→ **Problem description**
From the records below, copy out each line that contains the string "wooden".
══ Information provided ══
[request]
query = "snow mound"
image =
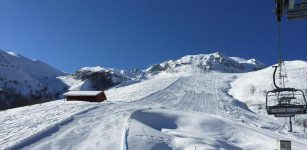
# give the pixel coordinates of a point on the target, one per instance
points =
(167, 129)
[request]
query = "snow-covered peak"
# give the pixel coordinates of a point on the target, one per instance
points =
(207, 62)
(94, 69)
(27, 77)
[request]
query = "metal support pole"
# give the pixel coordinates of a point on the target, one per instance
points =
(290, 124)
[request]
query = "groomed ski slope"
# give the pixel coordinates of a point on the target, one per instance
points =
(192, 111)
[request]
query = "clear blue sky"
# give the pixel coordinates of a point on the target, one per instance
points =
(69, 34)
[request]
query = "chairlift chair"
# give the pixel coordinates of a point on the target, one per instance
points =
(285, 102)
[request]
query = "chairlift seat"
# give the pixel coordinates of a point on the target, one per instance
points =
(286, 109)
(278, 90)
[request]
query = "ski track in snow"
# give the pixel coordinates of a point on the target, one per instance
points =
(109, 125)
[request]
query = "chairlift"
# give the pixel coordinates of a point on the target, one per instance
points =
(285, 102)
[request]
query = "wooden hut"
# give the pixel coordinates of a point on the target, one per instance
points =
(90, 96)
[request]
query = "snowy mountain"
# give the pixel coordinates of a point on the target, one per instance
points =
(196, 102)
(23, 80)
(26, 81)
(99, 78)
(206, 63)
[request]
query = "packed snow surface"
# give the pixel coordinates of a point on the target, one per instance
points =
(82, 93)
(186, 111)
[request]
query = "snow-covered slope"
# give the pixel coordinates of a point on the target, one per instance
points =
(252, 87)
(193, 110)
(206, 63)
(25, 79)
(87, 77)
(196, 102)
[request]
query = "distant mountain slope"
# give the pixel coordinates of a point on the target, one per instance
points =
(22, 79)
(99, 78)
(207, 62)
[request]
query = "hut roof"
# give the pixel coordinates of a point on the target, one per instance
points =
(82, 93)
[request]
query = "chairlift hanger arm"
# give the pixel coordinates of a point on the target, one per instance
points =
(295, 10)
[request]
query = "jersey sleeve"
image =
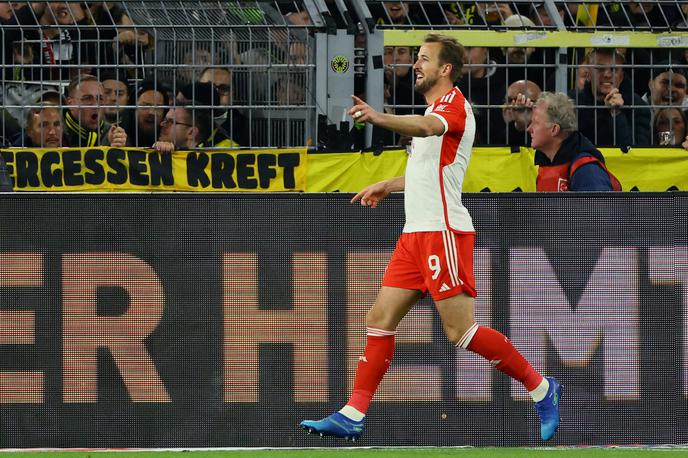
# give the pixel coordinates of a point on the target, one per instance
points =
(451, 113)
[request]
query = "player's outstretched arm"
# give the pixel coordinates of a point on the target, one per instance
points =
(409, 125)
(373, 194)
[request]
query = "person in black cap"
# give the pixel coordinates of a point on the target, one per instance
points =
(84, 124)
(189, 123)
(152, 101)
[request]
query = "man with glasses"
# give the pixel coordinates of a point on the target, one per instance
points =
(610, 113)
(183, 128)
(568, 160)
(84, 123)
(517, 112)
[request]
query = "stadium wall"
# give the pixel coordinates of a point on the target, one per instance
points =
(188, 320)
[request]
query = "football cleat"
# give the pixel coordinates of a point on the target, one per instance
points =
(548, 410)
(336, 425)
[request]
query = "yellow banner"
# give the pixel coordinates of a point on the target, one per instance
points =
(493, 169)
(130, 169)
(499, 169)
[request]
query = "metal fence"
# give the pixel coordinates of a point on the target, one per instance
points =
(283, 71)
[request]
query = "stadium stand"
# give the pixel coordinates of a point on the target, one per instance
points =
(289, 67)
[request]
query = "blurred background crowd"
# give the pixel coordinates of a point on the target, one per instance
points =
(200, 74)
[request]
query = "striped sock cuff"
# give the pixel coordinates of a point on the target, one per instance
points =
(379, 332)
(466, 339)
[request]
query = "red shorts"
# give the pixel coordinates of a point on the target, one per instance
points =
(439, 262)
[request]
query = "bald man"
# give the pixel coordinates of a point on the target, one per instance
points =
(518, 110)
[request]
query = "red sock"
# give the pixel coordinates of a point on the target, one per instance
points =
(372, 367)
(496, 348)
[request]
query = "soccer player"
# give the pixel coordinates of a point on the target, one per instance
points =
(435, 251)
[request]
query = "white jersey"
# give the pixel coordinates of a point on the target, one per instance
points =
(436, 168)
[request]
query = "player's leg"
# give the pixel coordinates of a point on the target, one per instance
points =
(451, 282)
(464, 332)
(392, 304)
(390, 307)
(402, 286)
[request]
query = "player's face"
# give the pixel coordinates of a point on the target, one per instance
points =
(45, 128)
(540, 127)
(428, 67)
(114, 93)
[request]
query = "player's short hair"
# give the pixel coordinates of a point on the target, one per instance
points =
(451, 53)
(560, 110)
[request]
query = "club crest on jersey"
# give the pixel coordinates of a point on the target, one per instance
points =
(563, 185)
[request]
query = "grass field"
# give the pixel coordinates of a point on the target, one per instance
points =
(582, 452)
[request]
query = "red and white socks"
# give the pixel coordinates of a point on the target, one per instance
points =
(501, 353)
(372, 366)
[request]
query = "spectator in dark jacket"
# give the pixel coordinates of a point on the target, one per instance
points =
(609, 112)
(568, 160)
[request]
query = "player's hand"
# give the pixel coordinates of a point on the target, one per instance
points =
(163, 147)
(372, 195)
(614, 101)
(117, 136)
(362, 112)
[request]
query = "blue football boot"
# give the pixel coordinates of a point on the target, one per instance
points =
(336, 425)
(548, 410)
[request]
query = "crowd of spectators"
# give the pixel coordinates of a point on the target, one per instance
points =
(624, 97)
(86, 81)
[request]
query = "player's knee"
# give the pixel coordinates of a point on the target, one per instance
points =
(456, 332)
(377, 318)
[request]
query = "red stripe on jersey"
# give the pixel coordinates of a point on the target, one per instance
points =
(456, 124)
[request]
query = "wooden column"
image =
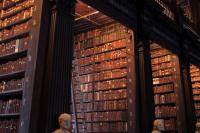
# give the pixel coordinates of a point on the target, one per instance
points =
(144, 73)
(33, 83)
(188, 102)
(57, 86)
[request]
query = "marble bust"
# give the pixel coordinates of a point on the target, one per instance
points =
(64, 123)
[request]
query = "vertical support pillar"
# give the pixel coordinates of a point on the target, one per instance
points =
(57, 84)
(144, 72)
(187, 89)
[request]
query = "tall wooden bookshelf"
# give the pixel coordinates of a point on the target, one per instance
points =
(165, 86)
(102, 58)
(15, 26)
(195, 79)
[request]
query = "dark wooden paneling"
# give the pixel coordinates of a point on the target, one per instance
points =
(57, 85)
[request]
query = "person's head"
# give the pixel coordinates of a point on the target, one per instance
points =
(64, 121)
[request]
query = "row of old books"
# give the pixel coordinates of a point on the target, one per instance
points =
(26, 4)
(103, 95)
(104, 85)
(10, 106)
(9, 125)
(14, 84)
(104, 75)
(22, 16)
(104, 105)
(14, 46)
(15, 30)
(15, 25)
(165, 98)
(100, 78)
(13, 66)
(163, 73)
(195, 78)
(102, 66)
(102, 48)
(97, 58)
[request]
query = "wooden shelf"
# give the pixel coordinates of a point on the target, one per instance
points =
(161, 56)
(15, 23)
(165, 104)
(10, 115)
(110, 89)
(120, 67)
(13, 55)
(160, 84)
(161, 76)
(106, 110)
(11, 75)
(13, 4)
(166, 117)
(161, 63)
(105, 79)
(101, 100)
(11, 92)
(16, 12)
(20, 35)
(114, 49)
(103, 61)
(164, 92)
(162, 69)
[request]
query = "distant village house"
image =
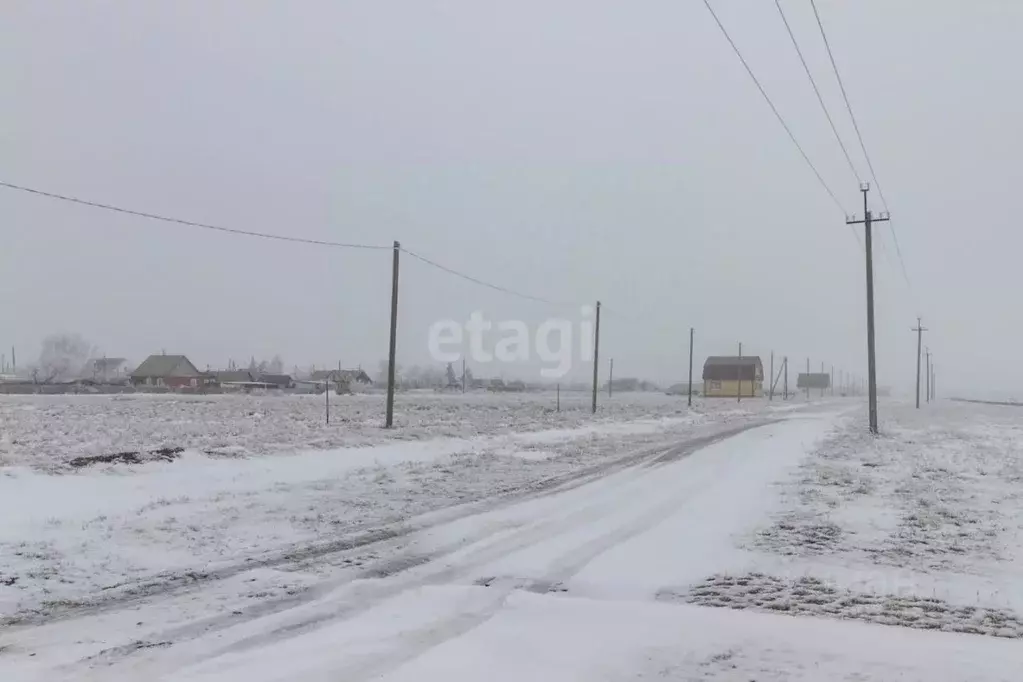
═══
→ **Task solution**
query = "wooden hut"
query = "wooden column"
query = "tall wooden bookshelf"
query = "dark wooden paneling"
query = "wooden shelf"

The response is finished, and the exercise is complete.